- [Written problem 1]
From the FSCrawler thread, reproduce the part that opens with the words containing "Default value http.content_content_length" and closes with "inputs on this.".
- [Written problem 2]
Decide whether each statement agrees with the FSCrawler thread, answering yes or no and quoting the deciding words: (a) The poster tried ingesting a 1GB TXT file. (b) HTTP.content_max_length was set to 200MB. (c) The poster has indexed_chars set to 100%.

- [Document excerpt]
-- start --
Default value http.content_content_length does not restricts ingestion of large documents

I am using FSCrawler to perform rich documents (PDF/PPT/DOCX etc.) ingestion into ElasticSearch and while doing some validation to check how much big file i can ingest, i tried ingesting a TXT file of 1GB and 2GB as well and to my surprise, ingestion went fine even though ElasticSearch configuration parameter HTTP.content_max_length was set to 100MB. Doesn't this parameter restricts the size of content being ingested into ElasticSearch?

Appreciate if anyone can provide their inputs on this.

Thanks
Sachin

How big looks the json document generated by FSCrawler?
By default it extracts not all characters but 10000 (IIRC).

I am extracting 100% document - have indexed_chars value set to 100%

When you do a GET for this document, is it sending you back a json of 1gb size?

when i fetch the document, it shows me the content but i think it may not be complete document because i see some text is cut out towards the end.
-- end --
- [Raw records]
-- start --
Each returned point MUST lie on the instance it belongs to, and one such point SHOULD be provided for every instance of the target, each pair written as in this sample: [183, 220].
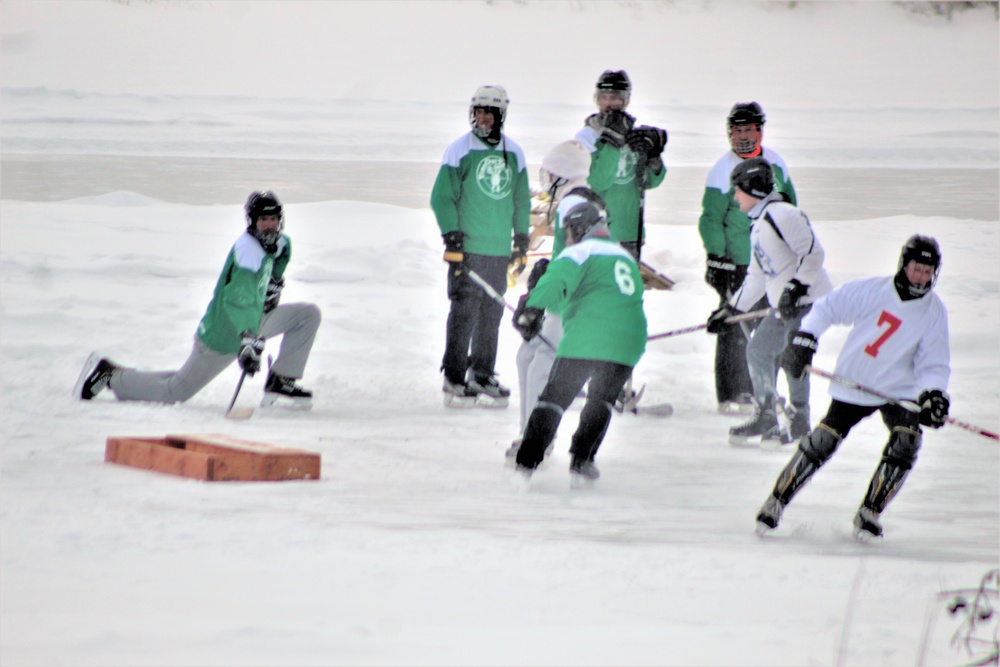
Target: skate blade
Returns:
[240, 414]
[459, 402]
[278, 401]
[484, 401]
-- end --
- [Written answer 1]
Default value http.content_content_length does not restricts ingestion of large documents

I am using FSCrawler to perform rich documents (PDF/PPT/DOCX etc.) ingestion into ElasticSearch and while doing some validation to check how much big file i can ingest, i tried ingesting a TXT file of 1GB and 2GB as well and to my surprise, ingestion went fine even though ElasticSearch configuration parameter HTTP.content_max_length was set to 100MB. Doesn't this parameter restricts the size of content being ingested into ElasticSearch?

Appreciate if anyone can provide their inputs on this.

- [Written answer 2]
(a) Yes: "i tried ingesting a TXT file of 1GB and 2GB as well"
(b) No: "HTTP.content_max_length was set to 100MB"
(c) Yes: "have indexed_chars value set to 100%"